Records from a data collection:
※ ※ ※

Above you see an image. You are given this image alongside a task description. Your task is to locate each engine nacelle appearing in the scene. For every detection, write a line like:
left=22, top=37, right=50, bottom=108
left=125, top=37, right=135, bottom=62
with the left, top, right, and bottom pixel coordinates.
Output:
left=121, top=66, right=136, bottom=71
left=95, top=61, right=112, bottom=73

※ ※ ※

§ **Required work**: Can you rewrite the data above as a numbered list, leaving out any blank lines?

§ **Response for this exercise**:
1. Above you see an image. You are given this image alongside a task description. Your task is to locate each engine nacelle appearing in the scene. For every detection, write a line like:
2. left=22, top=37, right=50, bottom=108
3. left=125, top=37, right=135, bottom=62
4. with the left, top, right, and bottom pixel coordinates.
5. Output:
6. left=121, top=66, right=136, bottom=71
7. left=95, top=61, right=112, bottom=73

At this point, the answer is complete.